--- PROBLEM ---
Scan the data below for the string "black". Show every line where it turns up.

::: EXERCISE DATA

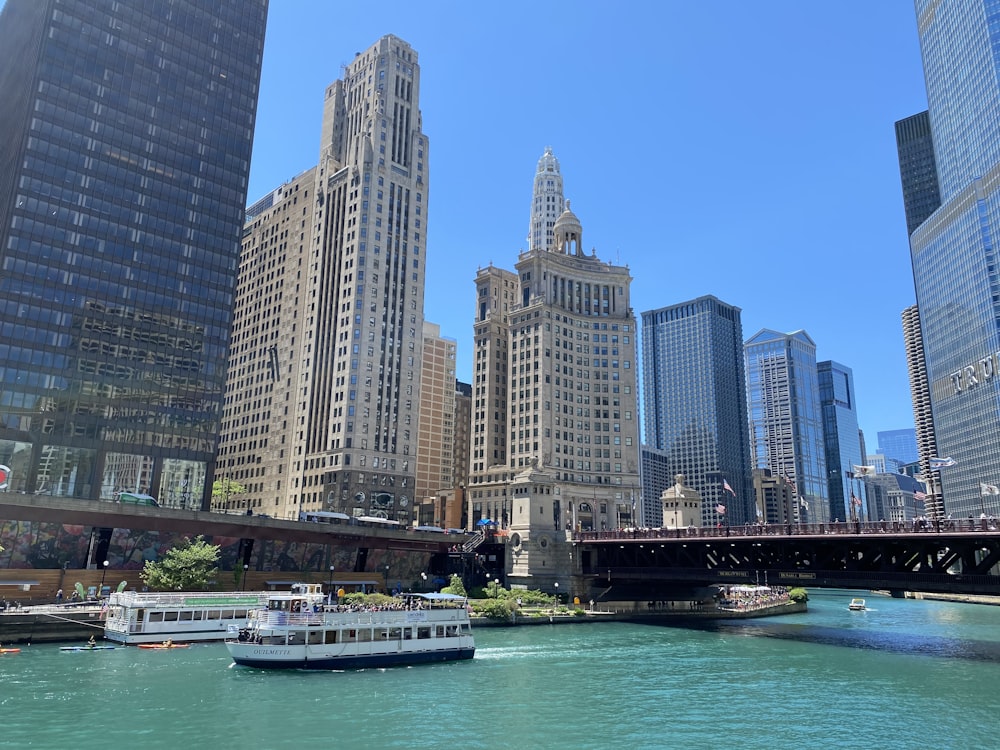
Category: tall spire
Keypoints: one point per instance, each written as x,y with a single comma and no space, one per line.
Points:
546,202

::::::
::: EXERCISE DATA

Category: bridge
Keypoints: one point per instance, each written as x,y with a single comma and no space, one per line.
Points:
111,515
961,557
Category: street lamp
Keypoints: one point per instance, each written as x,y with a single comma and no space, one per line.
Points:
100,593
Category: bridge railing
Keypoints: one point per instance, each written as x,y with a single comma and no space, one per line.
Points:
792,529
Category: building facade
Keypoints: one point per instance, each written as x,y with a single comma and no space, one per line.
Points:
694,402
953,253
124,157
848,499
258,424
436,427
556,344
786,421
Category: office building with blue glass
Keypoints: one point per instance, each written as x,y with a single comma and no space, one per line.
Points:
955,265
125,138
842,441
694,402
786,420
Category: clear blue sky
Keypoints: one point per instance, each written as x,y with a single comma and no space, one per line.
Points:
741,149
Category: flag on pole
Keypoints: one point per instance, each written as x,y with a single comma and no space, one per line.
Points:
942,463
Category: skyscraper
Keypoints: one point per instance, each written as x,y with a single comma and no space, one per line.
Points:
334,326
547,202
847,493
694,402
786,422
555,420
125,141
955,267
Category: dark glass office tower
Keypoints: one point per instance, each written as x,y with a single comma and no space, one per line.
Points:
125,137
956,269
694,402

::::::
::: EXERCISE DATA

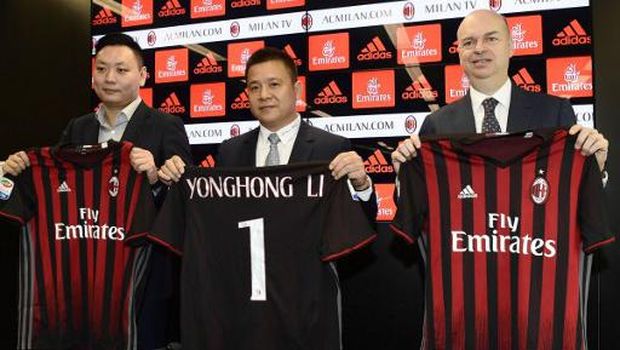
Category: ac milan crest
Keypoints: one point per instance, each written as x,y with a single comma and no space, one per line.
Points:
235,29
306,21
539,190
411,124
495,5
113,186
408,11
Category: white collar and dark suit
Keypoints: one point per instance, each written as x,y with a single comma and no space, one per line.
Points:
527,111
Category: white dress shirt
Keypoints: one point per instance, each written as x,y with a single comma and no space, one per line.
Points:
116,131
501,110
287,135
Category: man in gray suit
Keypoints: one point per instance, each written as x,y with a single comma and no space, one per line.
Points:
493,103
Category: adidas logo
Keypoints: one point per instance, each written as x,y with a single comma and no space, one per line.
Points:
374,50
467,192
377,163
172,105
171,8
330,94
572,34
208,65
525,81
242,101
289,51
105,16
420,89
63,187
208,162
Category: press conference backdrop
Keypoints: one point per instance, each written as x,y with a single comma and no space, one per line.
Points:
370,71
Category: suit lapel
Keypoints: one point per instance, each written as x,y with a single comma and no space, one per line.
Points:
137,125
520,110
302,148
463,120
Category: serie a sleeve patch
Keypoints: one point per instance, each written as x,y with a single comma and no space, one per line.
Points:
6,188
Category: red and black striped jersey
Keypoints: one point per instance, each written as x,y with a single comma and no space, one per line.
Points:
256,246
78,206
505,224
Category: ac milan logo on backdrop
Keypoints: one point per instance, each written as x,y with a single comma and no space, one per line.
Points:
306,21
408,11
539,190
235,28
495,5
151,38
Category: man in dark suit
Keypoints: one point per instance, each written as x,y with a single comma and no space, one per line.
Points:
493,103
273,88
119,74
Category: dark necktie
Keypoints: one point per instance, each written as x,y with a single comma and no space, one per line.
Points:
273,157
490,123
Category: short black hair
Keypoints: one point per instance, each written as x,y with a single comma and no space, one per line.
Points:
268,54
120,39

::::::

--- OUTPUT BELOW ---
Category: red and black striped jersey
Category: short black hair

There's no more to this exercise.